What this task involves: Change "camera-trap tally" to "field survey count" everywhere in the lines below and leave the rest of the wording as it is. Omit the pictures from your answer.

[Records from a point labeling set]
────────
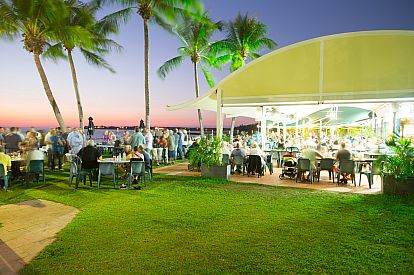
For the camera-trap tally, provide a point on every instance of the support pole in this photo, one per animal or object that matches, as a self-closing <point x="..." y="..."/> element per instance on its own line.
<point x="320" y="129"/>
<point x="263" y="127"/>
<point x="297" y="128"/>
<point x="219" y="122"/>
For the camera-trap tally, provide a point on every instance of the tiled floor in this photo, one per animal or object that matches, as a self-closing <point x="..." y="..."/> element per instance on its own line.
<point x="28" y="227"/>
<point x="267" y="179"/>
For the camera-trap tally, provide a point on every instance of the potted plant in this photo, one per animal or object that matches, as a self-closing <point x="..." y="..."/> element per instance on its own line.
<point x="398" y="169"/>
<point x="206" y="156"/>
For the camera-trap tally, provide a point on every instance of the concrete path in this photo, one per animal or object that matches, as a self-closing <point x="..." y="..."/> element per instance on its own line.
<point x="26" y="228"/>
<point x="324" y="184"/>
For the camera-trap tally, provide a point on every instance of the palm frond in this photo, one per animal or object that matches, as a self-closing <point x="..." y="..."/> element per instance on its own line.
<point x="169" y="66"/>
<point x="96" y="60"/>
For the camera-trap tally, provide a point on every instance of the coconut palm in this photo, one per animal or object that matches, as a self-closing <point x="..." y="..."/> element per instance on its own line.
<point x="151" y="11"/>
<point x="245" y="37"/>
<point x="83" y="15"/>
<point x="195" y="34"/>
<point x="39" y="22"/>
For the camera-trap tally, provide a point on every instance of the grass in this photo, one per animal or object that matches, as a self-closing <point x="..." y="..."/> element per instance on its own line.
<point x="197" y="225"/>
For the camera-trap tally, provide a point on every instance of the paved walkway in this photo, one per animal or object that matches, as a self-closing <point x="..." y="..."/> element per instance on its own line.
<point x="267" y="179"/>
<point x="28" y="227"/>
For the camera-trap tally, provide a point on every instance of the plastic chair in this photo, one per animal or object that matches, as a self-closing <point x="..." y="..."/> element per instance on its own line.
<point x="302" y="167"/>
<point x="326" y="165"/>
<point x="375" y="170"/>
<point x="106" y="169"/>
<point x="239" y="162"/>
<point x="347" y="167"/>
<point x="4" y="176"/>
<point x="225" y="159"/>
<point x="137" y="169"/>
<point x="254" y="165"/>
<point x="36" y="167"/>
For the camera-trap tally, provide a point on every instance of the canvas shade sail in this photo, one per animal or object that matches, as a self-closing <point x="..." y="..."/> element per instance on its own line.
<point x="369" y="66"/>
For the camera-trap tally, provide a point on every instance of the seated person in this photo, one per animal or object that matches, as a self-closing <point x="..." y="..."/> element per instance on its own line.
<point x="310" y="153"/>
<point x="5" y="160"/>
<point x="256" y="151"/>
<point x="237" y="151"/>
<point x="89" y="156"/>
<point x="147" y="158"/>
<point x="343" y="154"/>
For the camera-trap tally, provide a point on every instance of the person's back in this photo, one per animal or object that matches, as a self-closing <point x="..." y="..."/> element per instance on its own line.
<point x="343" y="154"/>
<point x="89" y="156"/>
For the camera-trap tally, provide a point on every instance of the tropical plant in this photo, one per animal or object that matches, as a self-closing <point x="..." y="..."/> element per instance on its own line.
<point x="245" y="37"/>
<point x="401" y="163"/>
<point x="39" y="22"/>
<point x="208" y="152"/>
<point x="195" y="35"/>
<point x="161" y="12"/>
<point x="83" y="15"/>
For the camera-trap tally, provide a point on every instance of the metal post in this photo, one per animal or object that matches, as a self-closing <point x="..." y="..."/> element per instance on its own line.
<point x="219" y="122"/>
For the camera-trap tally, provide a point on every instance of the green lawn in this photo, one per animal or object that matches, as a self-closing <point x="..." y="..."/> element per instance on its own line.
<point x="195" y="225"/>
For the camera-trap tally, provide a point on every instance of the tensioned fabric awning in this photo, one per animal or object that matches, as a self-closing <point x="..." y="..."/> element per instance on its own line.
<point x="368" y="66"/>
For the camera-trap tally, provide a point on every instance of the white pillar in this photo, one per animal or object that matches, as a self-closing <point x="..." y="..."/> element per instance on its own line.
<point x="264" y="127"/>
<point x="219" y="122"/>
<point x="320" y="129"/>
<point x="297" y="128"/>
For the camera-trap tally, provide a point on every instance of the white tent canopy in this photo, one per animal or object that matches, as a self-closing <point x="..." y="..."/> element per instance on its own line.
<point x="349" y="68"/>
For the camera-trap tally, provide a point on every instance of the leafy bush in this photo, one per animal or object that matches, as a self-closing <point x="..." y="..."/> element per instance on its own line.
<point x="207" y="152"/>
<point x="400" y="165"/>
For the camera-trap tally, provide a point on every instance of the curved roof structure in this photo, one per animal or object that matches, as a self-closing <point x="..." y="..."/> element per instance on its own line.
<point x="368" y="66"/>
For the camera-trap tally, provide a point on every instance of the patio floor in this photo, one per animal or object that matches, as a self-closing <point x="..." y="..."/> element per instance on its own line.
<point x="324" y="184"/>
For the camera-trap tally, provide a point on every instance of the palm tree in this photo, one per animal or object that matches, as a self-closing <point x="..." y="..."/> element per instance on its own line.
<point x="195" y="35"/>
<point x="154" y="11"/>
<point x="245" y="37"/>
<point x="39" y="22"/>
<point x="84" y="16"/>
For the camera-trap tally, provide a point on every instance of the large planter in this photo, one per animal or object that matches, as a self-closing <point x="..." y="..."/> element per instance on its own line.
<point x="217" y="172"/>
<point x="392" y="187"/>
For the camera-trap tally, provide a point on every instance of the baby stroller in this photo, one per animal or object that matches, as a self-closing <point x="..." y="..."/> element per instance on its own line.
<point x="289" y="166"/>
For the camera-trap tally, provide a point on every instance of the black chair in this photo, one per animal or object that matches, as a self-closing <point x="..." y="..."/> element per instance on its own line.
<point x="326" y="165"/>
<point x="225" y="159"/>
<point x="347" y="167"/>
<point x="137" y="168"/>
<point x="302" y="167"/>
<point x="240" y="163"/>
<point x="106" y="169"/>
<point x="375" y="169"/>
<point x="35" y="167"/>
<point x="4" y="176"/>
<point x="254" y="165"/>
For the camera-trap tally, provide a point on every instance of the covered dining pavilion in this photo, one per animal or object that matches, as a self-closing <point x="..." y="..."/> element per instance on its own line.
<point x="370" y="71"/>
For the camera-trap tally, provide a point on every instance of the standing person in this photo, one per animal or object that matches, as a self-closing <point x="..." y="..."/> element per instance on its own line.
<point x="13" y="141"/>
<point x="57" y="149"/>
<point x="171" y="147"/>
<point x="148" y="139"/>
<point x="1" y="136"/>
<point x="164" y="146"/>
<point x="180" y="145"/>
<point x="75" y="141"/>
<point x="184" y="141"/>
<point x="137" y="138"/>
<point x="176" y="139"/>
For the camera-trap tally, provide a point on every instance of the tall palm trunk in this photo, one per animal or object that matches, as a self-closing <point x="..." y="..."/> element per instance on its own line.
<point x="76" y="87"/>
<point x="48" y="92"/>
<point x="200" y="118"/>
<point x="146" y="61"/>
<point x="233" y="121"/>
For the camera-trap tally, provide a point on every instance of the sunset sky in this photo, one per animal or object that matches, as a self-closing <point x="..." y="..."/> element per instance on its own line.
<point x="118" y="99"/>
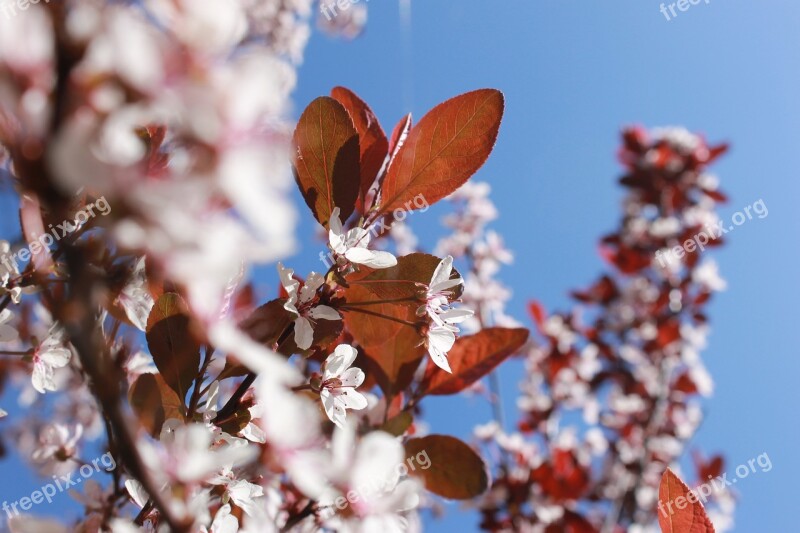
────────
The completed task:
For the field survey count, provide a point on every instance of the support pole in this photo, one per animal or object that matches, as a self-closing <point x="..." y="..."/> element per instance on its own line.
<point x="320" y="129"/>
<point x="263" y="127"/>
<point x="297" y="128"/>
<point x="219" y="122"/>
For the field survey count, provide a point on every instance of the tiled floor in this photo, one per animal or object that matches, as a self-closing <point x="..." y="..."/> element per instance on its own line.
<point x="28" y="227"/>
<point x="267" y="179"/>
For the field survey count, provide a point on every instance of the potted plant in this photo, one per animal or object that matches, as a self-closing <point x="..." y="..."/> element per instance on its own line.
<point x="398" y="169"/>
<point x="206" y="156"/>
For the field survey count, provide a point on every instance of the concrete path in this photo, one per animal or object that matches, as a self-closing <point x="..." y="..."/> element per instance on its own line.
<point x="26" y="228"/>
<point x="324" y="184"/>
For the field survey count, provide a point on every instance of the palm frond in this photo, one per animal or object that matches, as a self-closing <point x="..." y="..."/> element per instance on its own line.
<point x="169" y="66"/>
<point x="96" y="60"/>
For the field survey count, provide a point on every instance of the coconut palm in this photo, one per animal or object that matches, as a self-closing <point x="..." y="..."/> element per instance on its own line.
<point x="151" y="11"/>
<point x="245" y="37"/>
<point x="83" y="15"/>
<point x="195" y="34"/>
<point x="39" y="22"/>
For the field survey count, provide a point on every instance of the grass in this photo, one per animal or object that matches, as a self-closing <point x="..." y="..."/> element per instance on its own line.
<point x="197" y="225"/>
For the field survey count, provide a point on every instance of the paved walkway in this photo, one per animal or object that matches, as a self-closing <point x="..." y="..."/> element per instance on its own line.
<point x="267" y="179"/>
<point x="28" y="227"/>
For the field survey count, provide a point on every instance of the plastic chair in this photo, one per animal or object that matches, as a self-closing <point x="..." y="..."/> element per instance on its own line.
<point x="302" y="167"/>
<point x="326" y="165"/>
<point x="375" y="170"/>
<point x="106" y="169"/>
<point x="239" y="162"/>
<point x="347" y="167"/>
<point x="4" y="176"/>
<point x="225" y="159"/>
<point x="137" y="169"/>
<point x="254" y="165"/>
<point x="36" y="167"/>
For the field survey count, provide a point on every instance of the canvas shade sail in this photo, one per animal or object that matches, as a self-closing <point x="..." y="..."/> element per instance on its own line.
<point x="369" y="66"/>
For the field survey count, provide a point on every instance of the seated person in this photo, one per animal or object that matches, as a self-closing <point x="..." y="..."/> element per instance on its own line.
<point x="310" y="153"/>
<point x="5" y="160"/>
<point x="256" y="151"/>
<point x="237" y="151"/>
<point x="89" y="156"/>
<point x="147" y="158"/>
<point x="343" y="154"/>
For the field survey count, provide a point on every instance of the person's back in this photo, one per animal or object that matches, as a self-closing <point x="..." y="..."/> element per instance on its own line.
<point x="343" y="154"/>
<point x="89" y="156"/>
For the field survey count, provide a point on every instance of the tropical plant in this photo, one per animal or object that matches, as a self-closing <point x="..." y="..."/> element per instance on its own line.
<point x="245" y="37"/>
<point x="401" y="163"/>
<point x="39" y="22"/>
<point x="208" y="152"/>
<point x="195" y="35"/>
<point x="161" y="12"/>
<point x="83" y="15"/>
For the field survey count, provide a point on every instance of the metal post in this photo, one per animal or object that matches, as a self-closing <point x="..." y="..."/> element per instance on its own line.
<point x="219" y="122"/>
For the field survey count, provide a point on every instance of the green lawn in this photo, one per animal or object that matches, as a self-closing <point x="..." y="..."/> element per instance on its own line.
<point x="195" y="225"/>
For the field survey count, provide a point on every instance of the tensioned fabric awning in this photo, one per animal or object that matches, as a self-closing <point x="..." y="..."/> element per instance on its own line.
<point x="368" y="66"/>
For the field survey count, provide a point on every instance of the white pillar in this photo, one per animal or object that matches, as a self-closing <point x="..." y="..."/> element per instance on its own line.
<point x="264" y="127"/>
<point x="219" y="122"/>
<point x="320" y="129"/>
<point x="297" y="128"/>
For the field survey count, provide a point on every instance of the white tent canopy in this photo, one per animal or object that matches, as a self-closing <point x="..." y="..."/> element per instance on its own line.
<point x="349" y="68"/>
For the field survey count, provide a point on every instance of the leafy bush in this photo, one per animal or object that matches, as a self-closing <point x="..." y="..."/> element per instance on its own line.
<point x="207" y="152"/>
<point x="400" y="165"/>
For the field survey count, provide a point on every instance of the curved roof structure in this photo, one per animal or object that matches, as a self-closing <point x="..." y="..."/> element per instance on its own line.
<point x="368" y="66"/>
For the field survey count, provide a point on every instance of the patio floor in this photo, one per animal or object that matches, as a self-closing <point x="..." y="..."/> element per instance on its own line.
<point x="324" y="184"/>
For the field survey count, provide a point on every instance of the palm tree in this photo, one per animal or object that matches, as a self-closing <point x="..." y="..."/> element per instance on its own line.
<point x="195" y="35"/>
<point x="154" y="11"/>
<point x="245" y="37"/>
<point x="39" y="22"/>
<point x="84" y="16"/>
For the field survey count, provide a point on every instance of the large planter in this photo, one per animal or object that matches, as a self-closing <point x="..." y="..."/> element per instance on its own line.
<point x="217" y="172"/>
<point x="392" y="187"/>
For the field survey count, provide a point on every instance of the baby stroller in this photo, one per animal or object that matches, as a self-closing <point x="..." y="..."/> element per instance on its own line.
<point x="289" y="166"/>
For the field survey count, provide a point on every instance of the black chair in this photo, one per animal or object that matches, as a self-closing <point x="..." y="..."/> element per instance on its own line.
<point x="326" y="165"/>
<point x="225" y="159"/>
<point x="347" y="167"/>
<point x="137" y="168"/>
<point x="302" y="167"/>
<point x="240" y="163"/>
<point x="106" y="169"/>
<point x="375" y="169"/>
<point x="35" y="167"/>
<point x="4" y="176"/>
<point x="254" y="165"/>
For the field survey count, provide a point on every instance of the covered dining pavilion in this photo, one per animal or object that matches, as a self-closing <point x="..." y="..."/> element per instance on its own line.
<point x="370" y="71"/>
For the field survey count, provide a point on every instance of the standing person in this photo, one per animal or object that matches, as a self-closing <point x="..." y="..."/> element per instance on its own line.
<point x="13" y="141"/>
<point x="57" y="149"/>
<point x="171" y="147"/>
<point x="148" y="139"/>
<point x="1" y="136"/>
<point x="164" y="146"/>
<point x="180" y="145"/>
<point x="75" y="141"/>
<point x="184" y="141"/>
<point x="137" y="138"/>
<point x="176" y="139"/>
For the field survey count, provide a point on every instance of the tall palm trunk in this photo, one per animal or object that matches, as a self-closing <point x="..." y="..."/> element per instance on its own line.
<point x="76" y="87"/>
<point x="48" y="92"/>
<point x="200" y="118"/>
<point x="146" y="61"/>
<point x="233" y="121"/>
For the field survey count, provide a point on every instance of the sunset sky in this photo, one per animal or object that matches, as a self-closing <point x="..." y="..."/> element per instance on its own line.
<point x="118" y="99"/>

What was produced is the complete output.